-- EXTRACT TO READ start --

The debate on the Department of Education’s proposed “Gainful Employment” rule has fixed attention on the failure by both sides to resolve one of the nation’s most important problems: How to effectively serve the education needs of America’s new traditional students.
On one side are those who support the department’s new regulations that end student aid to career-oriented programs whose graduates fail to meet certain arbitrary debt-to-earnings ratios and loan default rates. Driven chiefly by opposition to the role of profit-seeking in higher education, this camp appears little concerned with the fate of hundreds of thousands of mostly underprivileged students who may be left without a postsecondary education as a result of the proposed rules.
The opposing camp, dominated primarily by the proprietary sector’s executives, trade groups, and free-enterprise partisans, has taken up a defensive position that too easily dismisses the fundamental need for new regulations to help align the sector’s business interests with higher education’s social goals.
While the former group is working to undermine the institutions best suited to address the needs of students poorly served by public institutions, the latter includes too many players that are far from reforming themselves so as to solve the problems that landed them in the crosshairs of their hostile detractors.
Among the most strident defenders of the proposed regulations is Robert Shireman, a former Education Department executive. In “Perils in the Provision of Trust Goods,” released this week at the Center for American Progress (see related article), Shireman argues that the essential problem with for-profit higher education institutions is that they are for-profit. Shireman contends that because for-profit education companies are unencumbered by the “nondistribution constraint,” which limits the rent-seeking incentives of administrators at nonprofit institutions, executives at proprietary schools are tempted to cut corners on quality or mislead students to increase the returns to shareholders.
Though there is much to take issue with in Shireman’s essay, I focus here on a contradiction in his argument that undermines his thesis that for-profit status is the problem in order to highlight what the private and publicly traded proprietary sector must do to silence its critics and better serve its students.
Shireman shows that being for-profit is not in itself a bar to being a socially responsible and successful education institution by pointing to the example of the for-profit University of Phoenix. He writes that in its first two decades Phoenix “built a strong reputation, and by all accounts it was well deserved.”
The reason, he adds, is that it primarily served middle managers required to be at least 23 years old with significant prior college experience (60 credits) and a minimum of two years of work experience. Consequently, he correctly notes, many had their tuition reimbursed by their employer. Shireman then goes on to claim that beginning in 2001, Phoenix started eliminating these requirements “to pursue more students using federal aid -- which led to enormous profits but declines in quality and reputation.”
Undeniably, as Phoenix lowered the number of credits required for admission, students entered less prepared, resulting in a decline in retention and graduation rates. However, until recently the university had great difficulties recalibrating its once-successful vision and business plan, resulting in a substantial blow to its reputation and a dramatic decline in its parent company’s market value -- from nearly $12 billion in 2009 to the present $3 billion. But Phoenix was not alone.

-- EXTRACT TO READ end --

#### AIM OF THE EXERCISE
Rewrite the part of the commentary on the proposed Gainful Employment rule that begins at the words "The debate on" and stops after "the proposed rules.", putting "faction" in place of every "camp". The records after this point are separate material, unrelated to the commentary.

-- INFORMATION PROVIDED start --

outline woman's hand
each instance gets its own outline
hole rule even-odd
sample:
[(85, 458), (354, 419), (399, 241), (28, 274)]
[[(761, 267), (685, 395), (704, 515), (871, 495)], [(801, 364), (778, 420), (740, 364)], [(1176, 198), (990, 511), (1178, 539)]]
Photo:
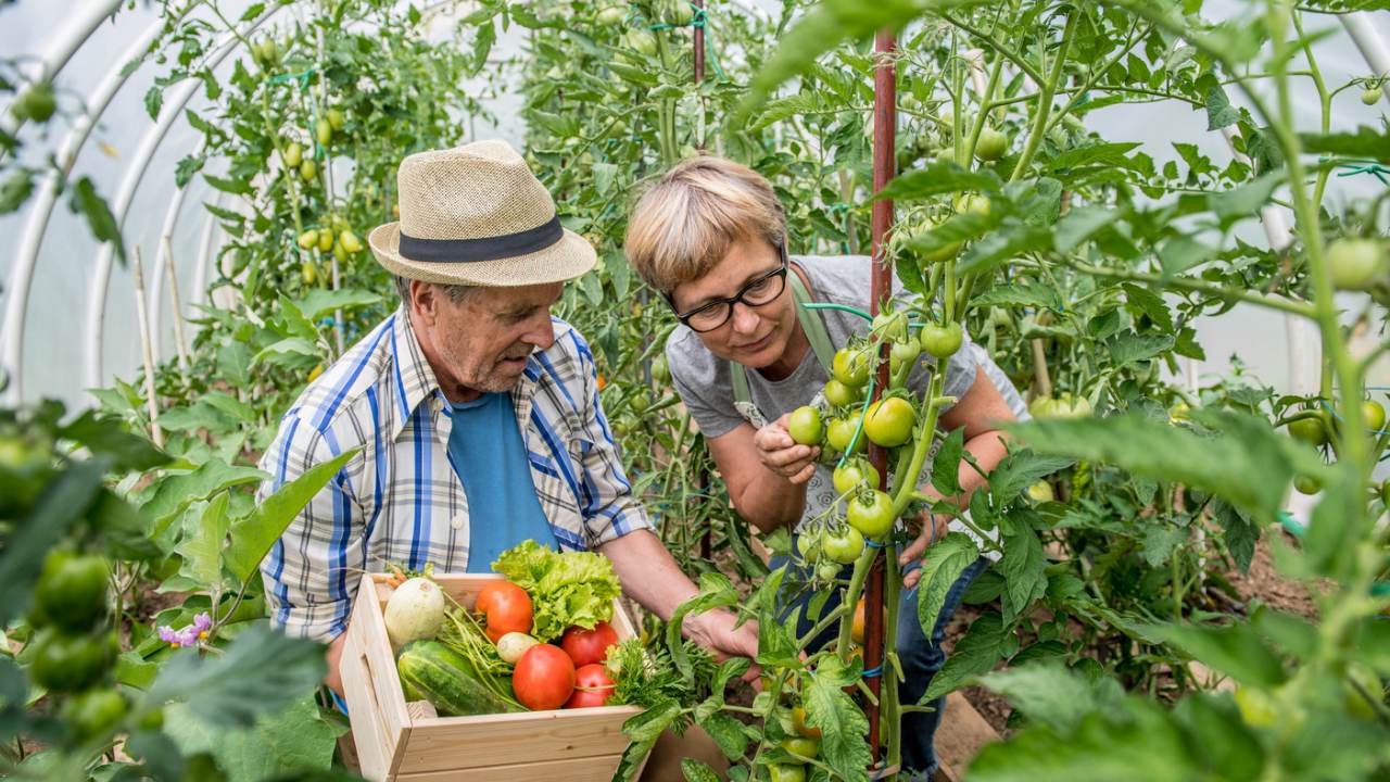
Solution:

-- INFORMATION PROVIDED end --

#### FINISHED TASK
The debate on the Department of Education’s proposed “Gainful Employment” rule has fixed attention on the failure by both sides to resolve one of the nation’s most important problems: How to effectively serve the education needs of America’s new traditional students.
On one side are those who support the department’s new regulations that end student aid to career-oriented programs whose graduates fail to meet certain arbitrary debt-to-earnings ratios and loan default rates. Driven chiefly by opposition to the role of profit-seeking in higher education, this faction appears little concerned with the fate of hundreds of thousands of mostly underprivileged students who may be left without a postsecondary education as a result of the proposed rules.